● Work item:
What appears in the data must be reproduced exactly.

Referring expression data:
§ §

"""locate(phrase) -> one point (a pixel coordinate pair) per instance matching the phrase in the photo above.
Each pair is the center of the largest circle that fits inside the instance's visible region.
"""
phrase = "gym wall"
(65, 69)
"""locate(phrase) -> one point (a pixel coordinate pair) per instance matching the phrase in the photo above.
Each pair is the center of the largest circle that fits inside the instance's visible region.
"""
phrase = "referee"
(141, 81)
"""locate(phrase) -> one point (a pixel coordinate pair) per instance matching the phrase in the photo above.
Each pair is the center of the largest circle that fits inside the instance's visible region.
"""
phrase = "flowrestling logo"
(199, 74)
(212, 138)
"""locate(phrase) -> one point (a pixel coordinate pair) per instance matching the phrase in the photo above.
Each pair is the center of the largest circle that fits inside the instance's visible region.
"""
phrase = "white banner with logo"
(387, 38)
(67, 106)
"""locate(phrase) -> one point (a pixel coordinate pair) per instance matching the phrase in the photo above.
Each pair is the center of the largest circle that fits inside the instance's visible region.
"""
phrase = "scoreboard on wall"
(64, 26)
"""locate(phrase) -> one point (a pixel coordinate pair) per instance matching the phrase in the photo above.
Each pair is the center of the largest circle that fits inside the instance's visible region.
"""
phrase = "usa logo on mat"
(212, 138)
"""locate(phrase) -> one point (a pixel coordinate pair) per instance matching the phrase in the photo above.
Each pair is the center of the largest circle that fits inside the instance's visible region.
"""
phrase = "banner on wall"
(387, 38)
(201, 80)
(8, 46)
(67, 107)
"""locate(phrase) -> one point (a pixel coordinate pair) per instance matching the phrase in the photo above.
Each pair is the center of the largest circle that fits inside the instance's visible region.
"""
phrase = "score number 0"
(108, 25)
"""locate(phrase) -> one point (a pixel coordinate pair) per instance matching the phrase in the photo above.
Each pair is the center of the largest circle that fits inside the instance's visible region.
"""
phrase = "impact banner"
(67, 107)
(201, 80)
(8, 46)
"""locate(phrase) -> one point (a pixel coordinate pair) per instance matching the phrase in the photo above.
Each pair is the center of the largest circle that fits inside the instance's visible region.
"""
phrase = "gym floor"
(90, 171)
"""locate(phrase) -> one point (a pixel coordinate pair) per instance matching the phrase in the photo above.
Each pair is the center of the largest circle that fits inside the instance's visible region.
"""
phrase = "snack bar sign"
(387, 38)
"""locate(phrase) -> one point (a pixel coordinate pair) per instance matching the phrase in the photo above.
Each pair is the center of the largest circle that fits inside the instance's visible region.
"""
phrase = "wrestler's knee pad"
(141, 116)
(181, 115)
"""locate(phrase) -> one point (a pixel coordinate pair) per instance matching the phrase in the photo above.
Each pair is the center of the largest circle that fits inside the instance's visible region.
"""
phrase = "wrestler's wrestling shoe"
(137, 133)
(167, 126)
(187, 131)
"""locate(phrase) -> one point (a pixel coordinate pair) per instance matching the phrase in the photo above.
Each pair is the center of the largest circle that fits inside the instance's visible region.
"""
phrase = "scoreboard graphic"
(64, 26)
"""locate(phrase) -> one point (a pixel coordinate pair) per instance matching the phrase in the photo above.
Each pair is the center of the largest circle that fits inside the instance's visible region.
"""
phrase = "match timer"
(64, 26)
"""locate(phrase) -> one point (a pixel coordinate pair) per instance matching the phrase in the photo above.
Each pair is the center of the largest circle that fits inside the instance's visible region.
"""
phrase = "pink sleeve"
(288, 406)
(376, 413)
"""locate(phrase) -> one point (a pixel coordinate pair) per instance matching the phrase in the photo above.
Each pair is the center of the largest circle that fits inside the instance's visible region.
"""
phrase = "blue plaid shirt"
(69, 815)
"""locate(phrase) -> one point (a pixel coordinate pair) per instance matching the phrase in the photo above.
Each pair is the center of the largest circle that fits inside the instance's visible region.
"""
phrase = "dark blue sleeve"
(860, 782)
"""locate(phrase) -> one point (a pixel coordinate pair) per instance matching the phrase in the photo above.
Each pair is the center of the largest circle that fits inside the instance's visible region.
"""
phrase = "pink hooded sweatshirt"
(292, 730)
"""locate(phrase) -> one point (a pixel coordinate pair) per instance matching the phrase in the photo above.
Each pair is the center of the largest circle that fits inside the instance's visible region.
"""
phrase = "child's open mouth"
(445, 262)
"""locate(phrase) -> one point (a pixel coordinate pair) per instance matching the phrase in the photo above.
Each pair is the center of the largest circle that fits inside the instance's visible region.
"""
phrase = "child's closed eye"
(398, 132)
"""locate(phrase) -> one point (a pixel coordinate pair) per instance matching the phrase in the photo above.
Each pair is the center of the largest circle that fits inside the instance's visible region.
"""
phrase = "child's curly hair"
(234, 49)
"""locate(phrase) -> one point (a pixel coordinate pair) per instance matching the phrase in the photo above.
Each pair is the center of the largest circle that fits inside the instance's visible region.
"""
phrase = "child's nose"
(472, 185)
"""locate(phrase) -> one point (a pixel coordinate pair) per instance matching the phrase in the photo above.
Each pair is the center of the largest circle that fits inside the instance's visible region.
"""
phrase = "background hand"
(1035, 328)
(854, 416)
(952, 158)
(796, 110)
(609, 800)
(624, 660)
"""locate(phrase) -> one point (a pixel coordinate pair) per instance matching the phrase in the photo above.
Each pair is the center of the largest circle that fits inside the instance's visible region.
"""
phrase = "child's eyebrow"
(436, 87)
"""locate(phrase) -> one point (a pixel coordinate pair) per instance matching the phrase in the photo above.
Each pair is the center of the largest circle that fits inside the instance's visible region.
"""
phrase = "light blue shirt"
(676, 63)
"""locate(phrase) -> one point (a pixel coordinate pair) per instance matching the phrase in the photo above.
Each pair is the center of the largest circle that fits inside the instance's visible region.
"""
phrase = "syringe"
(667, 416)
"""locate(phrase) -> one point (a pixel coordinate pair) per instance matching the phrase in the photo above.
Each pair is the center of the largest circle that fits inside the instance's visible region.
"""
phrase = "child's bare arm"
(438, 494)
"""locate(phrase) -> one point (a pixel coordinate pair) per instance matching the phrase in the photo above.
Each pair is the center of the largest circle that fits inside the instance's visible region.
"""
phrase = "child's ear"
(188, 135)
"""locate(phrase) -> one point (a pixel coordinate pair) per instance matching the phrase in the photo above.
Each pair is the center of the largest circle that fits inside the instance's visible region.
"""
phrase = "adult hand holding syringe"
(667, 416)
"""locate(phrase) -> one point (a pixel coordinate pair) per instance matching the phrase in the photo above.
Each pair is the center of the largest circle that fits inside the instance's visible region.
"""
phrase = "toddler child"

§ §

● Result for this exercise:
"""locate(phrase) -> one point (a pixel coordinate pair) per instance matching the phrase in the photo above.
Each pair is the center of the largest circle that fits inside the instance's visible region.
"""
phrase = "gym wall"
(65, 69)
"""locate(phrase) -> one point (a pixel coordinate pair) per instance matching the phrase in the photo above.
Each pair is the center of the largest circle that fits inside the instance's visible region.
"""
phrase = "referee"
(141, 81)
"""locate(phrase) -> one point (a pixel coordinate pair) per instance matching the phrase in the photo above.
Each pair is the center of the largest circle that fits inside the instance's visible region.
"""
phrase = "flowrestling logo"
(199, 74)
(212, 138)
"""locate(phrase) -> one point (a pixel coordinate pair) per instance matching the phrase in the photo above.
Each pair is the center of the largest circle that fits inside the instance's visible region.
"""
phrase = "white banner with logo"
(387, 38)
(67, 106)
"""locate(phrase) -> one point (a pixel coordinate pair) per instance matching the phrase in the photo above.
Each pair is the center of the largest circle that fits inside the instance's visible region.
"""
phrase = "scoreboard on wall"
(64, 26)
"""locate(phrase) -> one point (a pixel coordinate pair) per instance matching the phrase in the photo above.
Each pair is the center of the largest circle that fits inside the instance's visible region.
"""
phrase = "usa logo on mat"
(212, 138)
"""locate(phrase) -> one point (a pixel coordinate pair) per instance matching the phrase in the photo above.
Each pair is the center of the largest circle that fits inside the instance's visible region.
"""
phrase = "banner on wall"
(387, 38)
(201, 80)
(8, 46)
(67, 107)
"""locate(phrase) -> one point (a pixel coordinate pair) per instance matching the phrase in the photo above.
Each pair is the center of the largest circle that fits inside the instance's visible region.
"""
phrase = "score number 0"
(108, 25)
"""locate(phrase) -> one point (a pixel coordinate pair) per instance matching the phrase in the photo above.
Each pair is the center of the largest circle that fits inside the instance's visible region.
"""
phrase = "impact banner"
(67, 107)
(201, 80)
(8, 46)
"""locate(phrase) -> one point (a pixel coordinate pair) per instance matching the phrase in the photo above.
Each pair is the center of the largest circle that fits inside the instance's visible region.
"""
phrase = "gym floor"
(90, 171)
"""locate(phrase) -> one point (a pixel coordinate pair) per instance matching the phrase in the photo above.
Each pair is the center of the largest circle that fits inside the instance's visible region.
"""
phrase = "snack bar sign"
(387, 38)
"""locate(phrase) -> one point (a pixel coordinate pair) per instance matching the phrase in the photo above.
Each pair is the center of the largest circle that fits inside the instance's visible region.
"""
phrase = "wrestler's knee pad"
(141, 116)
(181, 115)
"""locate(phrase) -> one point (a pixel coordinate pair) per instance matching the phrase in the photo above.
Each pair is the center of the largest circle that fits inside the instance's visible region.
"""
phrase = "wrestler's wrestling shoe"
(137, 133)
(167, 126)
(187, 131)
"""locate(phrase) -> one point (a pixel coordinate pair) per instance matching the phrase in the photo above.
Each pair is the center of the largest circle that fits inside the instance's visible region.
"""
phrase = "scoreboard graphic"
(64, 26)
"""locate(phrase) -> one point (a pixel coordinate pair) per instance matching the phrase in the photo above.
Each pair is the center of the largest circle that fits inside the instance's visible region.
"""
phrase = "match timer"
(64, 26)
"""locate(phrase) -> one point (a pixel coordinate pair) per instance matching the phrase in the photo above.
Each pair is the center of the largest circle that fits inside the instance's visible region.
"""
phrase = "pink sleeve"
(288, 406)
(376, 413)
"""locate(phrase) -> one point (a pixel coordinate pair) per instance matching the phrase in the photo above.
Each pair is the center of the largest circle that fits inside the instance's visible region.
"""
phrase = "blue plaid shirt"
(69, 815)
"""locate(phrase) -> one point (a pixel coordinate pair) per instance matching the phrase in the photo above.
Each pair is the center of the largest circle that fits inside the instance's visible region.
"""
phrase = "dark blue sleeve"
(860, 782)
"""locate(phrase) -> one point (a pixel coordinate pair) per instance matching the phrase in the photo above.
Each pair is the center of the largest circle that fits inside the instance's visible region.
"""
phrase = "pink hooded sweatshirt"
(292, 730)
"""locate(phrase) -> one point (a pixel coordinate pair) per instance matching the phrase in the photo above.
Each pair is the center of the largest circle that fits inside the instance's visible region.
"""
phrase = "child's open mouth"
(445, 262)
"""locate(phrase) -> one point (a pixel coordinate pair) per instance matching the phrase in the photo above.
Each pair is the center of the largest circle that fits inside the instance's visible region.
"""
phrase = "child's closed eye"
(398, 132)
"""locate(phrase) -> one point (a pixel coordinate pair) per instance matching the phrase in the photo above.
Each pair is the center of the largest circle that fits inside the instance's visible region.
"""
phrase = "child's curly hair"
(234, 49)
"""locate(phrase) -> one point (a pixel coordinate pair) per instance matching the phrase in the photo above.
Each pair is the center of the largest circle that fits inside the instance's visible region.
"""
phrase = "child's nose"
(472, 185)
"""locate(phrase) -> one point (a pixel coordinate pair) per instance matching the phrase in the photo above.
Each pair is the center of the largest circle that fits inside the instance's visible region.
"""
phrase = "background hand"
(1035, 328)
(854, 416)
(952, 158)
(796, 110)
(609, 800)
(624, 660)
"""locate(phrase) -> one point (a pixel coordinate pair) per instance matching the phrase in the photo above.
Each pair is the center of the largest circle that fits inside the instance's visible region.
"""
phrase = "child's eyebrow"
(436, 87)
"""locate(phrase) -> one point (a pixel coordinate pair) per instance matching the phrase in the photo above.
Each pair is the center of the largest circle that fits inside the instance's visible region.
"""
phrase = "light blue shirt"
(676, 63)
"""locate(phrase) -> one point (a pixel coordinate pair) per instance matching the phrase in the photo above.
Each pair is the center of the largest circle that fits inside the instance's visible region.
"""
phrase = "syringe"
(667, 416)
"""locate(phrase) -> one point (a pixel coordinate pair) per instance matching the phrase in the photo above.
Each pair is the center of the largest circle that fits inside the instance's visible region.
"""
phrase = "child's bare arm"
(438, 494)
"""locate(phrase) -> one point (a pixel coordinate pair) per instance matching the phrase in the photo above.
Each pair is the center of the largest circle that fits inside the instance's visible region.
"""
phrase = "child's ear"
(188, 135)
"""locate(phrase) -> one point (a pixel coordinate pair) per instance matching the phrase in the photo above.
Each pair is the center of the largest circle that fits inside the instance's visible region.
"""
phrase = "adult hand holding syringe"
(667, 416)
"""locate(phrase) -> one point (a pixel coordinate pair) per instance matching the phrase in the photo above.
Each pair is the center of the largest circle that fits inside the instance's visible region.
"""
phrase = "toddler child"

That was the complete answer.